**What to do**:
Produce the full set of records below once more, exactly as they stand.

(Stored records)
#####
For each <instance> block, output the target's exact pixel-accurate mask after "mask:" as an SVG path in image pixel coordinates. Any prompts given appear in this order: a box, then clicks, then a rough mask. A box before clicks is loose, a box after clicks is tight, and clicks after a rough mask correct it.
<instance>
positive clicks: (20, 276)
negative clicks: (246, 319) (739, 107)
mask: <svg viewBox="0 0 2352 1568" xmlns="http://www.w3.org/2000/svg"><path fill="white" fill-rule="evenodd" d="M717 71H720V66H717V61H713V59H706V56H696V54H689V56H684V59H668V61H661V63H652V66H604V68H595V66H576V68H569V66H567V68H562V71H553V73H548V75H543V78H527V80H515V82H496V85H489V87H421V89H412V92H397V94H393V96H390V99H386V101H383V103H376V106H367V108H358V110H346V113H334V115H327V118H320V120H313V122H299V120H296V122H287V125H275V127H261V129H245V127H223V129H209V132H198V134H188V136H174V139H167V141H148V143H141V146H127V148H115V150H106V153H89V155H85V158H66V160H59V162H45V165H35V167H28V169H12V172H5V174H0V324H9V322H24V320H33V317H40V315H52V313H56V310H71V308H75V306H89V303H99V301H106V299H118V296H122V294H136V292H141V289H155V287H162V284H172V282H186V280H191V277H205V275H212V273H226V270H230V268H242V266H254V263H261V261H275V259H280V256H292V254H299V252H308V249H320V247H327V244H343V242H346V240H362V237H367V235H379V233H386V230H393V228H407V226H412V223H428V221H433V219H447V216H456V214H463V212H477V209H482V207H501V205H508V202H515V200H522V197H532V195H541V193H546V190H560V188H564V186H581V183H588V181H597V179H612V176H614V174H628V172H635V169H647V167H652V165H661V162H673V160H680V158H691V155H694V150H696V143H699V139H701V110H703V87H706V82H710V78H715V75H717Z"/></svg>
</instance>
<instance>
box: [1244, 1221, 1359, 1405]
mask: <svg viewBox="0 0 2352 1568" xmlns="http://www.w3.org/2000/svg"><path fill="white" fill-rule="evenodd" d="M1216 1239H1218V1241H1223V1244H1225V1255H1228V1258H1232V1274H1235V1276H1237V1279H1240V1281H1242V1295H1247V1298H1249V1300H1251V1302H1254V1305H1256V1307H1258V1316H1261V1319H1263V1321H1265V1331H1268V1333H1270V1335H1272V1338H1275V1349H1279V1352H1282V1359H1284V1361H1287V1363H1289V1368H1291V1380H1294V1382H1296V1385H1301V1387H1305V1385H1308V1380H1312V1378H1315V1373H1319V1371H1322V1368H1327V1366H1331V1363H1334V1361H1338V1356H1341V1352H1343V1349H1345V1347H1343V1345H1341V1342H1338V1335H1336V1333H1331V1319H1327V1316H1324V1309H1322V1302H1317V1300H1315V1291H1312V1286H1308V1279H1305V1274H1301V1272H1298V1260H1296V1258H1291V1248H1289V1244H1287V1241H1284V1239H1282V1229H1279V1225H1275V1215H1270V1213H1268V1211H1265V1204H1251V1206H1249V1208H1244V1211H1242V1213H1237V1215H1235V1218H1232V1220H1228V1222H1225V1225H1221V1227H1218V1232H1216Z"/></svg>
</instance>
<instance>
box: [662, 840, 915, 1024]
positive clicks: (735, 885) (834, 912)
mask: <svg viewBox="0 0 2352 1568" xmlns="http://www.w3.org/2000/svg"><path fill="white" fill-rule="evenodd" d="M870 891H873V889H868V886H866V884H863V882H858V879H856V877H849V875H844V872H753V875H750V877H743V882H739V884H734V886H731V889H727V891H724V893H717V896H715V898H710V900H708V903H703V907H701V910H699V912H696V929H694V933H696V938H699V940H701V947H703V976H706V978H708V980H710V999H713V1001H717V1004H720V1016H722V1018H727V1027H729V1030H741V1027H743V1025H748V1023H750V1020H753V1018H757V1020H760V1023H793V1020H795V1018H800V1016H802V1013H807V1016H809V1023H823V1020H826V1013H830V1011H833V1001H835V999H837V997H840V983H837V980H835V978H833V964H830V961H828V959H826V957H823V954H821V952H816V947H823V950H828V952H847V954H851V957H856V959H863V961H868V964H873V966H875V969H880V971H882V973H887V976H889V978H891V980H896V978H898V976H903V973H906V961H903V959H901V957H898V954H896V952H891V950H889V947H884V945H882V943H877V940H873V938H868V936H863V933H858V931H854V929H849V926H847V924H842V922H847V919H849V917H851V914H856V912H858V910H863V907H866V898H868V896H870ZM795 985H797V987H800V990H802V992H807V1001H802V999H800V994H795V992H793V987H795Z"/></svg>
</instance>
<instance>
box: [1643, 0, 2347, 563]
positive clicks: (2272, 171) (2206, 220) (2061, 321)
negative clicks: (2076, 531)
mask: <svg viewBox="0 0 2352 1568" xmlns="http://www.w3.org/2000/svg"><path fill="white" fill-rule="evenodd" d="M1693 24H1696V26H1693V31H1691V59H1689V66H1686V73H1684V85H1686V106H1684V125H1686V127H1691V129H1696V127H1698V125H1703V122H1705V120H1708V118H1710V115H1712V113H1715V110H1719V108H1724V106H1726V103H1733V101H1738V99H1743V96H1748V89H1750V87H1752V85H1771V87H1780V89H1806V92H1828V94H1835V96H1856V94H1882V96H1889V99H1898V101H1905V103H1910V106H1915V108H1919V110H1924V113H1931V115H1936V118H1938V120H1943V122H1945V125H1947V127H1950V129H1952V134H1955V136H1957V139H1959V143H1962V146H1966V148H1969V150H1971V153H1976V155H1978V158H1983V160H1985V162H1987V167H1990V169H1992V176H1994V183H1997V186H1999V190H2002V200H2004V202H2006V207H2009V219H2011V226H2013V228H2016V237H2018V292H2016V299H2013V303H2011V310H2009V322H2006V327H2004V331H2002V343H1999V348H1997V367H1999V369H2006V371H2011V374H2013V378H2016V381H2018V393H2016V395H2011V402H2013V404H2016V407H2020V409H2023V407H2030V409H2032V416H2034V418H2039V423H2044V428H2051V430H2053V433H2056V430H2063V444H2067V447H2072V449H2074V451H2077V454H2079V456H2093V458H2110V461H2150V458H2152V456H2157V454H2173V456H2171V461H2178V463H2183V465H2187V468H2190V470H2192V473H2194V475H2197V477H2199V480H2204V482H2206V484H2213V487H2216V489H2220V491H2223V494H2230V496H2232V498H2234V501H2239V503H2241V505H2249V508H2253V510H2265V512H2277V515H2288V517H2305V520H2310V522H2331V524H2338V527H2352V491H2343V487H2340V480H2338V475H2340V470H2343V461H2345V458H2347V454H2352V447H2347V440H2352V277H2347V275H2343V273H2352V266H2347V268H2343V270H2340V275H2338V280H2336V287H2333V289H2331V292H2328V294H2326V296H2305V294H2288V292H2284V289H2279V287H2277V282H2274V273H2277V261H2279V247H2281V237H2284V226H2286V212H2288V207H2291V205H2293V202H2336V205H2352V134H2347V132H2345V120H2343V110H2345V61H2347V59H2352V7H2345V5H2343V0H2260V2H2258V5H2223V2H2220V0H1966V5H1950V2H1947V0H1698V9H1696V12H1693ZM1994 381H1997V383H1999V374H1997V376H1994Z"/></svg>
#####
**Answer to this exercise**:
For each <instance> block, output the target's exact pixel-accurate mask after "mask:" as an SVG path in image pixel coordinates. Any prompts given appear in this order: a box, then clicks, then a rough mask. A box before clicks is loose, a box after clicks is tight, and clicks after a rough mask correct it.
<instance>
positive clicks: (20, 276)
negative clicks: (246, 319) (739, 107)
mask: <svg viewBox="0 0 2352 1568" xmlns="http://www.w3.org/2000/svg"><path fill="white" fill-rule="evenodd" d="M717 71H720V66H717V61H713V59H706V56H696V54H689V56H684V59H668V61H661V63H652V66H604V68H595V66H576V68H569V66H567V68H562V71H553V73H548V75H543V78H527V80H515V82H496V85H489V87H421V89H412V92H397V94H393V96H390V99H386V101H383V103H376V106H367V108H358V110H346V113H334V115H327V118H320V120H313V122H299V120H296V122H287V125H275V127H261V129H245V127H223V129H209V132H198V134H188V136H174V139H167V141H148V143H141V146H127V148H115V150H106V153H89V155H85V158H66V160H59V162H45V165H35V167H28V169H12V172H5V174H0V324H9V322H24V320H33V317H40V315H52V313H56V310H71V308H75V306H89V303H99V301H106V299H118V296H122V294H136V292H141V289H155V287H162V284H172V282H186V280H191V277H205V275H212V273H226V270H230V268H242V266H254V263H261V261H275V259H280V256H292V254H299V252H308V249H320V247H327V244H343V242H346V240H362V237H367V235H379V233H386V230H393V228H407V226H412V223H428V221H433V219H447V216H456V214H463V212H477V209H482V207H501V205H508V202H515V200H522V197H532V195H541V193H546V190H560V188H564V186H581V183H588V181H597V179H612V176H614V174H628V172H635V169H647V167H652V165H661V162H673V160H680V158H691V155H694V150H696V143H699V139H701V110H703V87H706V82H710V78H715V75H717Z"/></svg>
</instance>
<instance>
box: [1244, 1221, 1359, 1405]
mask: <svg viewBox="0 0 2352 1568" xmlns="http://www.w3.org/2000/svg"><path fill="white" fill-rule="evenodd" d="M1216 1239H1218V1241H1223V1244H1225V1255H1228V1258H1232V1274H1235V1276H1237V1279H1240V1281H1242V1295H1247V1298H1249V1300H1251V1302H1254V1305H1256V1307H1258V1316H1261V1319H1263V1321H1265V1331H1268V1333H1270V1335H1272V1338H1275V1349H1279V1352H1282V1359H1284V1361H1287V1363H1289V1368H1291V1380H1294V1382H1296V1385H1301V1387H1305V1385H1308V1380H1312V1378H1315V1373H1319V1371H1322V1368H1327V1366H1331V1363H1334V1361H1338V1356H1341V1352H1343V1349H1345V1347H1343V1345H1341V1342H1338V1335H1336V1333H1331V1319H1327V1316H1324V1309H1322V1302H1317V1300H1315V1291H1312V1286H1308V1279H1305V1274H1301V1272H1298V1260H1296V1258H1291V1248H1289V1244H1287V1241H1284V1239H1282V1229H1279V1225H1275V1215H1270V1213H1268V1211H1265V1204H1251V1206H1249V1208H1244V1211H1242V1213H1237V1215H1235V1218H1232V1220H1228V1222H1225V1225H1221V1227H1218V1232H1216Z"/></svg>
</instance>
<instance>
box: [662, 840, 915, 1024]
positive clicks: (735, 885) (834, 912)
mask: <svg viewBox="0 0 2352 1568" xmlns="http://www.w3.org/2000/svg"><path fill="white" fill-rule="evenodd" d="M870 891H873V889H868V886H866V884H863V882H858V879H856V877H849V875H844V872H753V875H750V877H743V882H739V884H734V886H731V889H727V891H724V893H717V896H715V898H710V900H708V903H703V907H701V910H699V912H696V929H694V933H696V938H699V940H701V947H703V976H706V978H708V980H710V999H713V1001H717V1004H720V1016H722V1018H727V1027H729V1030H741V1027H743V1025H748V1023H750V1020H753V1018H757V1020H760V1023H793V1020H795V1018H800V1016H802V1013H807V1016H809V1023H823V1020H826V1013H830V1011H833V1001H835V999H837V997H840V983H837V980H835V978H833V964H830V961H828V959H826V957H823V954H821V952H816V947H823V950H828V952H847V954H851V957H856V959H863V961H868V964H873V966H875V969H880V971H882V973H887V976H889V978H891V980H896V978H898V976H903V973H906V961H903V959H901V957H898V954H896V952H891V950H889V947H884V945H882V943H877V940H873V938H868V936H863V933H858V931H854V929H849V926H847V924H842V922H847V919H849V917H851V914H856V912H858V910H863V907H866V898H868V896H870ZM795 985H797V987H800V990H802V992H807V1001H802V999H800V994H795V992H793V987H795Z"/></svg>
</instance>
<instance>
box: [1643, 0, 2347, 563]
positive clicks: (2272, 171) (2206, 220) (2061, 321)
negative clicks: (2076, 531)
mask: <svg viewBox="0 0 2352 1568" xmlns="http://www.w3.org/2000/svg"><path fill="white" fill-rule="evenodd" d="M1693 24H1696V26H1693V31H1691V59H1689V66H1686V73H1684V85H1686V106H1684V125H1686V127H1691V129H1696V127H1698V125H1703V122H1705V120H1708V118H1710V115H1712V113H1715V110H1719V108H1724V106H1726V103H1733V101H1738V99H1743V96H1748V89H1750V87H1752V85H1771V87H1780V89H1806V92H1828V94H1835V96H1856V94H1882V96H1889V99H1898V101H1905V103H1910V106H1915V108H1919V110H1924V113H1931V115H1936V118H1938V120H1943V122H1945V125H1947V127H1950V129H1952V134H1955V136H1957V139H1959V143H1962V146H1966V148H1969V150H1971V153H1976V155H1978V158H1983V160H1985V162H1987V167H1990V169H1992V176H1994V183H1997V186H1999V190H2002V200H2004V202H2006V207H2009V219H2011V226H2013V228H2016V237H2018V292H2016V299H2013V303H2011V310H2009V322H2006V327H2004V331H2002V343H1999V348H1997V367H1999V369H2006V371H2011V374H2013V378H2016V381H2018V393H2016V395H2011V402H2013V404H2016V407H2020V409H2023V407H2030V409H2032V416H2034V418H2039V423H2044V428H2051V430H2053V433H2056V430H2063V444H2067V447H2072V449H2074V451H2077V454H2079V456H2093V458H2110V461H2150V458H2152V456H2157V454H2173V456H2171V461H2178V463H2183V465H2187V468H2190V470H2192V473H2194V475H2197V477H2199V480H2204V482H2206V484H2213V487H2216V489H2220V491H2223V494H2230V496H2232V498H2234V501H2239V503H2241V505H2249V508H2253V510H2265V512H2277V515H2288V517H2305V520H2310V522H2331V524H2338V527H2352V491H2343V487H2340V480H2338V475H2340V470H2343V461H2345V458H2347V454H2352V447H2347V440H2352V277H2347V275H2343V273H2352V266H2347V268H2343V270H2340V275H2338V280H2336V287H2333V289H2331V292H2328V294H2326V296H2305V294H2288V292H2284V289H2279V287H2277V282H2274V273H2277V261H2279V247H2281V237H2284V226H2286V212H2288V207H2291V205H2293V202H2336V205H2352V134H2347V132H2345V120H2343V110H2345V61H2347V59H2352V7H2345V5H2343V0H2260V2H2258V5H2223V2H2220V0H1966V5H1950V2H1947V0H1698V9H1696V12H1693ZM1994 381H1997V383H1999V374H1997V376H1994Z"/></svg>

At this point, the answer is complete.